==== EXCERPTED PASSAGE ====

Every day during this season of Lent we’re looking at the miracles of Jesus – his spectacular displays of supernatural power that are reported in the Gospels.    
 
Officially, there are no Untouchables in the nation of India.
 
The so-called “caste for people who are unworthy of being in a caste” was banished by the Constitution of India in 1950.  Since then, the nation has slowly made progress in elevating the Dalit people (traditionally known as Untouchables) into the fullness of Indian society.  Things never seemed more hopeful than when K.R. Narayanan was elected president in 1997 – India’s first-ever Dalit chief executive.
 
Unofficially, however, extreme prejudice against the Dalits remains alive and well.
 
For generations, Dalits (a name that means “broken” or “scattered”) have been trapped in a vicious circle.  Honor and respect in India are associated with the dignity of one’s job.  The Dalits have long been compelled to carry out the most repulsive societal tasks – cleaning public toilets, unclogging sewer pipes by hand, disposing of dead animals, sweeping the streets.  They are forced into such work because they are despised, and despised because they in fact do such work. 
 
Such bias may be softening in larger cities, but the Dalits remain “untouchable” in most rural areas of India. 
 
Dalit families are routinely denied access to public housing, education, and even the village well.  According to one study, 79% of Dalit schoolchildren are forbidden to touch the food that other children might enjoy for lunch, and 28% are required to use specially marked plates (reserved for those who are “unclean”).
 
It’s estimated that somewhere between 40 and 60% of Dalit households are exclusively engaged in sanitation work.  It’s hard for kids to imagine a different pathway into the future.
 
One child who made her way to a better life is 38-year-old Yashica Dutt Nidaniya, a freelance journalist whose book Coming Out as Dalit: A Memoir of Surviving India’s Caste System has spotlighted the plight of the Untouchables.  Her family traditionally cleans public latrines.  She writes, “You spend your entire life trying to overcome that lower status that’s been foisted upon you.”  She notes that even the name Dalit has become a slur – “the worst epithet you can hurl at someone.”

====

#### [EXERCISE DIRECTIONS]
Continue the passage about India's Dalits, starting right after its final sentence.

==== COLLECTED MATERIAL ====

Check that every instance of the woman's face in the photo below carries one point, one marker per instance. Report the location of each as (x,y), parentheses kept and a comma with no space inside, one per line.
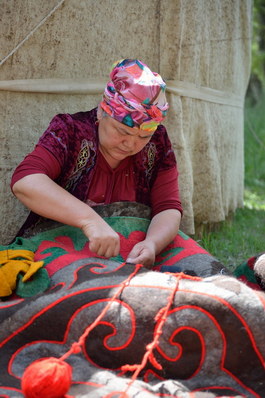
(118,141)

====

#### [RESULT BELOW]
 
Such prejudice has existed as long as people have been jockeying for dignity and respect. 
 
During Bible times, the struggle for honor was a zero-sum game.  Whenever somebody won, somebody else had to lose.  If one person climbed up the ladder, somebody else had to be kicked down a few steps.
 
All of that is on display in one of the most unsettling of all the Gospel accounts, which we find in Matthew 15:21-28:
 
Leaving that place, Jesus withdrew to the region of Tyre and Sidon. A Canaanite woman from that vicinity came to him, crying out, “Lord, Son of David, have mercy on me! My daughter is demon-possessed and suffering terribly.” Jesus did not answer a word. So his disciples came to him and urged him, “Send her away, for she keeps crying out after us.”  He answered, “I was sent only to the lost sheep of Israel.”
 
The woman came and knelt before him. “Lord, help me!” she said.  He replied, “It is not right to take the children’s bread and toss it to the dogs.” “Yes it is, Lord,” she said. “Even the dogs eat the crumbs that fall from their master’s table.”  Then Jesus said to her, “Woman, you have great faith! Your request is granted.” And her daughter was healed at that moment.
 
This does not seem to be an inspiring Bible bedtime story for kids.  At first glance, Jesus comes across as a racial bigot and an unfeeling chauvinist.  Dogs don’t seem to come off too well, either. 
 
But there is much more here than meets the eye.  Kenneth Bailey, a Presbyterian scholar who spent most of his life studying the traditional village culture of the Middle East, points out that Jesus is actually giving an exam.  He’s testing two parties: his band of disciples and a woman in great distress. 

When he hands out report cards, the disciples flunk, while the woman gets an A-plus.
 
We know of just a handful of times that Jesus traveled outside the boundaries of Israel.  This is one of them.  Tyre and Sidon, a pair of ancient communities along the Mediterranean coast, were deeply despised traditional enemies of the Jews.  This woman is a Canaanite, someone whose idolatrous ancestral religion is denounced throughout the Old Testament.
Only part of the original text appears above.